[TP] Add warning when module is distributed twice (#147006)

Pull Request resolved: https://github.com/pytorch/pytorch/pull/147006 Approved by: https://github.com/XilunWu
2025-12-06 12:20:52 +01:00 · 2025-02-12 15:50:24 -08:00 · 2025-02-12 15:50:24 -08:00 · 4879f8f919
commit 4879f8f919
parent 3e4172d985
2 changed files with 11 additions and 0 deletions
--- a/test/distributed/tensor/test_api.py
+++ b/test/distributed/tensor/test_api.py
@ -319,6 +319,9 @@ class DTensorAPITest(DTensorTestBase):
        )

        # check autocast
+        # `distribute_module` is an in-place operation, so we need to create a
+        # new model
+        model = MyModel(10, 10, device=self.device_type)
        dt = distribute_tensor(torch.rand(10), device_mesh, [Replicate()])
        replica_model = distribute_module(
            model,
--- a/torch/distributed/tensor/_api.py
+++ b/torch/distributed/tensor/_api.py
@ -874,6 +874,13 @@ def distribute_module(

    torch._C._log_api_usage_once("torch.dtensor.distribute_module")

+    already_distributed = getattr(module, "_distribute_module_applied", False)
+    if already_distributed:
+        raise RuntimeError(
+            "distribute_module should only be called once on a module, "
+            "but it has already been called on this module!"
+        )
+
    device_mesh = device_mesh or _mesh_resources.get_current_mesh()
    device_type = device_mesh.device_type
    if device_type == "xla":
@ -967,6 +974,7 @@ def distribute_module(
                f"output_fn should take in 3 arguments, but got {num_args} arguments!"
            )

+    module._distribute_module_applied = True  # type: ignore[assignment]
    return module

DATA SECTION:
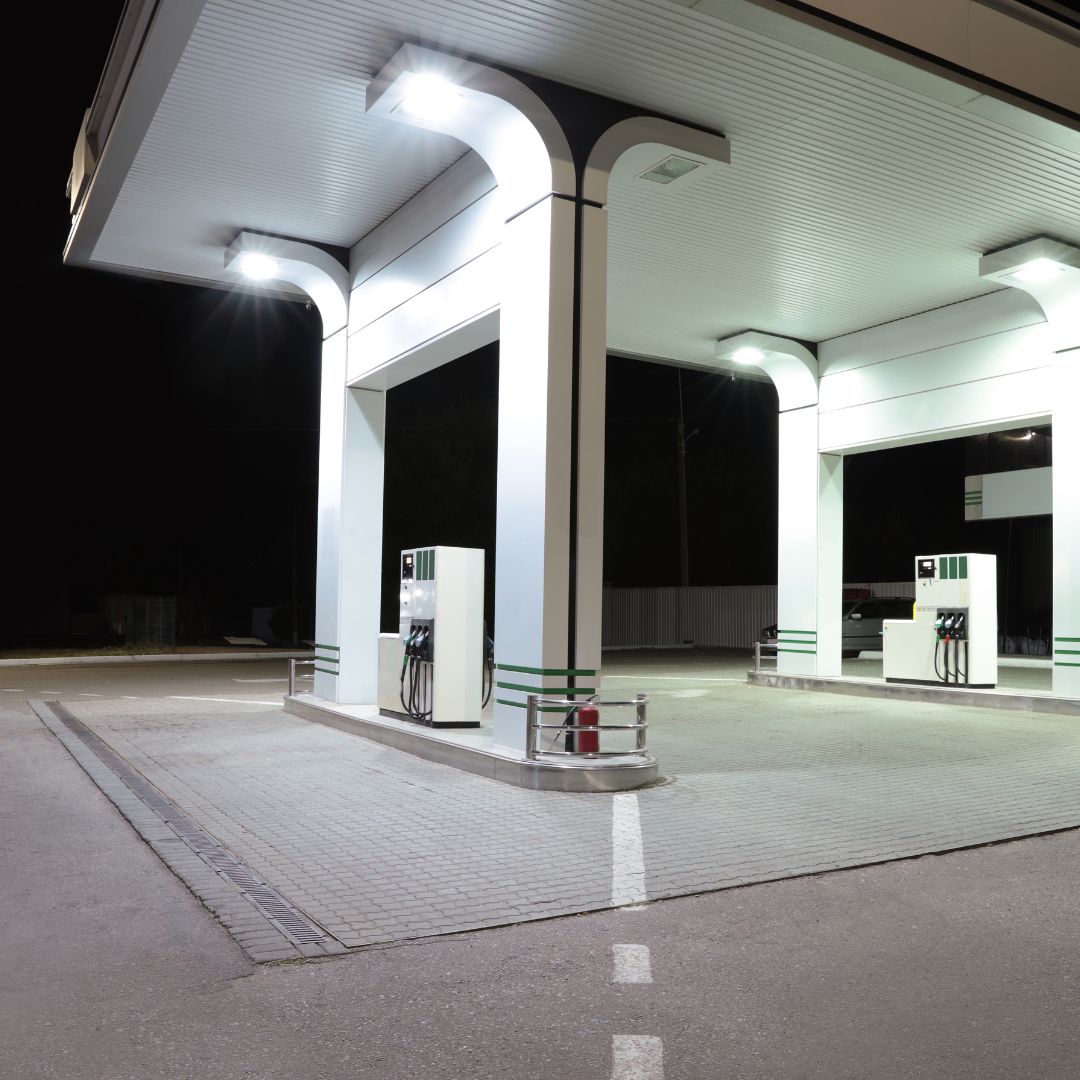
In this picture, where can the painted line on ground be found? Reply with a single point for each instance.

WHAT YOU WILL DO:
a - Answer these about the commit page, one line each:
(i) How many files does the commit change?
(ii) Who approved the pull request?
(iii) What kind of error does `distribute_module` raise when it has already been called on a module?
b - Give the stretch of the commit page from "# check autocast" through "MyModel(10, 10, device=self.device_type)" again, switching "in-place operation" to "in-place step".

PER-TASK OUTPUTS:
a -
(i) 2 files
(ii) XilunWu
(iii) RuntimeError

b -
# check autocast
+        # `distribute_module` is an in-place step, so we need to create a
+        # new model
+        model = MyModel(10, 10, device=self.device_type)